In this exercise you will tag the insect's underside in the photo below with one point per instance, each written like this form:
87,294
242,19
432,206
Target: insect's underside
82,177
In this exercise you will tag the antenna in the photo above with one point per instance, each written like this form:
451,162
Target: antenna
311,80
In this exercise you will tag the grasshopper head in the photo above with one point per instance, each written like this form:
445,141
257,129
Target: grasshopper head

--

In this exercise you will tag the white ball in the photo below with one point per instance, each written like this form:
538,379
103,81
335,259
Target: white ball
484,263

...

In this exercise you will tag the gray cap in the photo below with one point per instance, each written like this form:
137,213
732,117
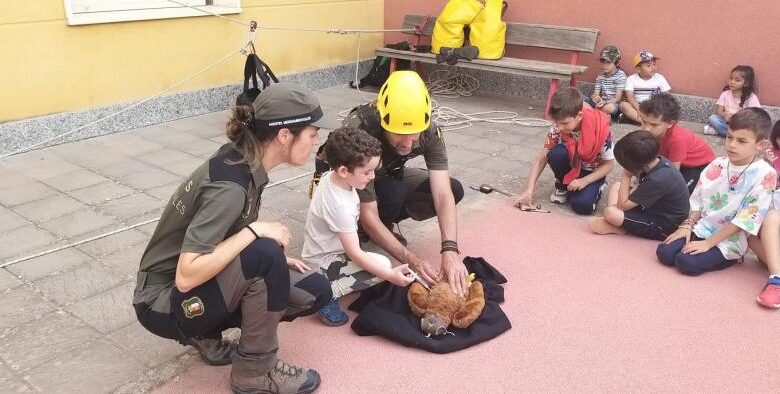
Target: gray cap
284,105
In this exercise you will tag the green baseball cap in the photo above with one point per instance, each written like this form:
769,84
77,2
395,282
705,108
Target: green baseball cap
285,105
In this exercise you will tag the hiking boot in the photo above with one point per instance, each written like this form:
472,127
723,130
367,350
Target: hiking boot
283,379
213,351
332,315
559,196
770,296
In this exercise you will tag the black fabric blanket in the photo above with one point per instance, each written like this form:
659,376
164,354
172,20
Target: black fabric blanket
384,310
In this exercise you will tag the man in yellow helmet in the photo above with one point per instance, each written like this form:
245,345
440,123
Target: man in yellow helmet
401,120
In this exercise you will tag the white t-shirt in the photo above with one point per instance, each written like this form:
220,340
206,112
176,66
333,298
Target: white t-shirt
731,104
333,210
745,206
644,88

* **TASK STATEMENT**
All lines in the listing above between the line with "In this exercise you will tag the insect's" and the line with "Target: grasshopper head", inclusive, should be set down exactly, and no line outside that range.

* **RESPONSE BOX**
In this exercise you will tag the insect's underside in the photo below with one point per instance, each written like this form:
87,294
242,19
432,206
Target: insect's underside
82,177
In this exercise you will tag the antenna in the photo above with one point per instance, each written like this form:
451,162
Target: antenna
311,80
In this exercise you will tag the grasshopper head in the photo above with one point per instance, each written like this form:
445,141
257,129
Target: grasshopper head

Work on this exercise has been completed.